_Instructions to follow_.
Copy, from the material below, every line in which the word "potted" can be found.

_Data shown_.

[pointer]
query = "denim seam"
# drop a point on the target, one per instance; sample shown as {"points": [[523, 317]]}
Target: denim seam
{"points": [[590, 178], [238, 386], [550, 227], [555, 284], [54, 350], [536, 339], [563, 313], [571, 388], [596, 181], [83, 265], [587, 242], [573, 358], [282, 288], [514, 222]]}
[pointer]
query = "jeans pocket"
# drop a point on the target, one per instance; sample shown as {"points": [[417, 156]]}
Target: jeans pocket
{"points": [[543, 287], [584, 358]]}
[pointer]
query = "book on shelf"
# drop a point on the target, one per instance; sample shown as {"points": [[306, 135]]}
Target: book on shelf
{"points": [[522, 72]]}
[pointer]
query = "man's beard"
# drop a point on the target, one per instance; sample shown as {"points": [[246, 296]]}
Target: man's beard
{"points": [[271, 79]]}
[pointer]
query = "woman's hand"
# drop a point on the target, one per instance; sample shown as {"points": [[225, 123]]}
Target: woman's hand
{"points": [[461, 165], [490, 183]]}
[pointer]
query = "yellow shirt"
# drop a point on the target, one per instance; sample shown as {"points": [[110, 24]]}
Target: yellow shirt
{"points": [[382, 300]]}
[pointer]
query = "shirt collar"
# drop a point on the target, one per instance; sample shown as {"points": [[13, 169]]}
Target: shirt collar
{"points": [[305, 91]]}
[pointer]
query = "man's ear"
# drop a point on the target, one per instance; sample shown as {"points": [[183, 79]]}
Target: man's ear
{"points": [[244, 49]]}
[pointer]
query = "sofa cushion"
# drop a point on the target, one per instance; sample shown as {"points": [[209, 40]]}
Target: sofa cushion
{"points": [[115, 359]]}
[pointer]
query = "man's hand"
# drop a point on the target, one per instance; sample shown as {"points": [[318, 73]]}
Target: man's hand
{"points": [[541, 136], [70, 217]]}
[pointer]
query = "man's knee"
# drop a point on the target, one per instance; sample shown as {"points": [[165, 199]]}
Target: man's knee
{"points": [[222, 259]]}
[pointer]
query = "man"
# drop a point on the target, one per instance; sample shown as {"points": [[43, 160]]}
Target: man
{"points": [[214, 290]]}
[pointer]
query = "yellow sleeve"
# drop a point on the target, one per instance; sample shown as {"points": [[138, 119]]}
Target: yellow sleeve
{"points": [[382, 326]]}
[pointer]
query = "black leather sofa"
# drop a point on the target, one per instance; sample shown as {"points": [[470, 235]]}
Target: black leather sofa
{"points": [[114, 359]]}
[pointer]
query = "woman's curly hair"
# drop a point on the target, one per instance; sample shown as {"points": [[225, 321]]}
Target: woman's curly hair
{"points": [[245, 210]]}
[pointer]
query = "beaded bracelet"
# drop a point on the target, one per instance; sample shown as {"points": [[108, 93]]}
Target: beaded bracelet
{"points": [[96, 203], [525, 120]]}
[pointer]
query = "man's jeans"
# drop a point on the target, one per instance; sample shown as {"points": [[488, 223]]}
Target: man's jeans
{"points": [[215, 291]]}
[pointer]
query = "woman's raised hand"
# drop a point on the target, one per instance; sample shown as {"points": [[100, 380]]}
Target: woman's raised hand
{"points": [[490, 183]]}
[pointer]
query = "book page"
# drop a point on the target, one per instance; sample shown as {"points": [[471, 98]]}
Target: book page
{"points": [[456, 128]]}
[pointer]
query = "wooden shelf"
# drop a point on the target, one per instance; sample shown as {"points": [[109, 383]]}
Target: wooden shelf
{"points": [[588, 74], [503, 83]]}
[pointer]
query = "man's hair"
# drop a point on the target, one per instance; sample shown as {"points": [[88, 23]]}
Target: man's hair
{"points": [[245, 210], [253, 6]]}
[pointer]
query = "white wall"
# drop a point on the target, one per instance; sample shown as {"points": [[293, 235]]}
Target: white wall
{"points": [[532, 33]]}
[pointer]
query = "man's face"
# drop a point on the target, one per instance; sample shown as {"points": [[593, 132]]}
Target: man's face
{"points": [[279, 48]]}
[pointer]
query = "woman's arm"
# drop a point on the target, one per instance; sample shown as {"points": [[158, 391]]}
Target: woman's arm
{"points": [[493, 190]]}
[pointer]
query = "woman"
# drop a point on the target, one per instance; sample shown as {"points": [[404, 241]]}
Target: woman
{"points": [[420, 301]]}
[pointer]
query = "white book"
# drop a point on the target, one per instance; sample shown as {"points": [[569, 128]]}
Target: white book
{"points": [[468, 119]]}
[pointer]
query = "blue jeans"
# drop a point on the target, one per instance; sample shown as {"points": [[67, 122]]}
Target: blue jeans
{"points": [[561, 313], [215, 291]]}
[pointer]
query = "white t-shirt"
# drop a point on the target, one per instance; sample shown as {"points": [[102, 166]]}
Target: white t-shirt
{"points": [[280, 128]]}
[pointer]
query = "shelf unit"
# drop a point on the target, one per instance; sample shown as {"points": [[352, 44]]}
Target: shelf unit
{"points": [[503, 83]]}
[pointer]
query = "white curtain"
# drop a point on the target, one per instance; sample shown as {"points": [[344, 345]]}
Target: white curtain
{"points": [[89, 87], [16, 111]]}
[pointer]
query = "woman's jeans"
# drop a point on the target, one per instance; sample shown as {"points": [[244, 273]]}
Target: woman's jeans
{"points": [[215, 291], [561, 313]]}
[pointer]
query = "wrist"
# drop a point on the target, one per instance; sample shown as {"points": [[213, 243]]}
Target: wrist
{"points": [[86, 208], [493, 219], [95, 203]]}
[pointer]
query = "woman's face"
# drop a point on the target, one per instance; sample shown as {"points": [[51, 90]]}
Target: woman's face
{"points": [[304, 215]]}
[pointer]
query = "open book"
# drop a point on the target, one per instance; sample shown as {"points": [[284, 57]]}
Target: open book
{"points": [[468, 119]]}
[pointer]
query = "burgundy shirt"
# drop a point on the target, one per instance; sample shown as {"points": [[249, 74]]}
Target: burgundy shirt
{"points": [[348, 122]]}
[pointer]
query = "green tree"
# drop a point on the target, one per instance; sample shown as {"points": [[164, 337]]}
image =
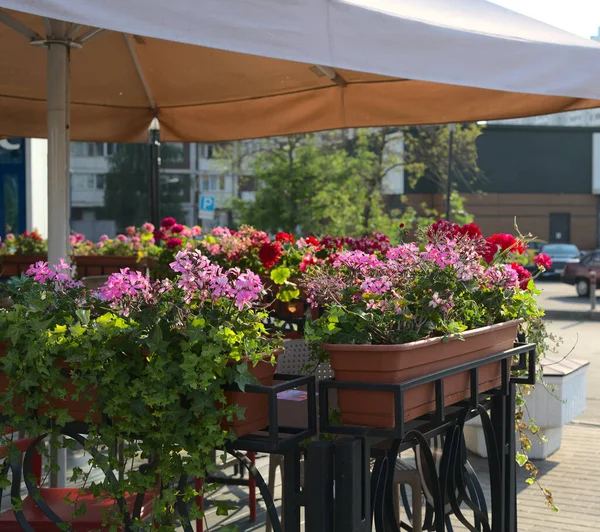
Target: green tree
{"points": [[306, 185], [127, 196], [335, 182]]}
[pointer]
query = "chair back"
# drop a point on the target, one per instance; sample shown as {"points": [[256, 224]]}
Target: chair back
{"points": [[295, 359]]}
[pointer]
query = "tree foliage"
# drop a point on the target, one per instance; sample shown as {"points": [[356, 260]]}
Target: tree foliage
{"points": [[336, 182]]}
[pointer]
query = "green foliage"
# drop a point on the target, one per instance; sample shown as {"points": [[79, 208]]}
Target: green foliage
{"points": [[150, 378]]}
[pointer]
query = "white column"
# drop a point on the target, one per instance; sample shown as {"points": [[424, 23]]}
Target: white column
{"points": [[36, 185], [58, 79]]}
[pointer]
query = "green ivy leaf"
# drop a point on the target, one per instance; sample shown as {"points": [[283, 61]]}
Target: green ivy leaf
{"points": [[243, 377], [288, 294], [280, 275], [521, 459]]}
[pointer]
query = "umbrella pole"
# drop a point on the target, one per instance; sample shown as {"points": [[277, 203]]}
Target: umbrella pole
{"points": [[58, 79], [59, 204]]}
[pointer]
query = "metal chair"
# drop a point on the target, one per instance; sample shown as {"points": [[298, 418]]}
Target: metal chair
{"points": [[293, 360], [60, 501]]}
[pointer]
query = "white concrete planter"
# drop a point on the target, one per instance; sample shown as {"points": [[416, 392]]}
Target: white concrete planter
{"points": [[551, 411]]}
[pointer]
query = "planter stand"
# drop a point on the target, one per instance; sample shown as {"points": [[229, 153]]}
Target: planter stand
{"points": [[552, 410]]}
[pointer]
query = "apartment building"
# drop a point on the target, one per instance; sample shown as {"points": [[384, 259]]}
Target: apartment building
{"points": [[194, 167]]}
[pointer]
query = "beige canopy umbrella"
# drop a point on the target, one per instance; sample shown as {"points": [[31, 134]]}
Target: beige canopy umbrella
{"points": [[226, 69]]}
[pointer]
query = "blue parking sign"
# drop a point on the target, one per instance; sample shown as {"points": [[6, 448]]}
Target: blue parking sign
{"points": [[207, 208]]}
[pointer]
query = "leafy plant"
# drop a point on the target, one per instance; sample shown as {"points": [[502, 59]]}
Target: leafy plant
{"points": [[145, 361]]}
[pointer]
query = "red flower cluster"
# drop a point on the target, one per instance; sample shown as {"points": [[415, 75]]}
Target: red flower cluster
{"points": [[314, 242], [332, 242], [173, 243], [523, 274], [167, 223], [369, 244], [543, 261], [33, 235], [502, 242], [269, 254], [284, 237], [307, 261], [445, 228]]}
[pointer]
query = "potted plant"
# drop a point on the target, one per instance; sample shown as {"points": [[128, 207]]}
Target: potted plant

_Response area_.
query = "potted plant"
Target: potted plant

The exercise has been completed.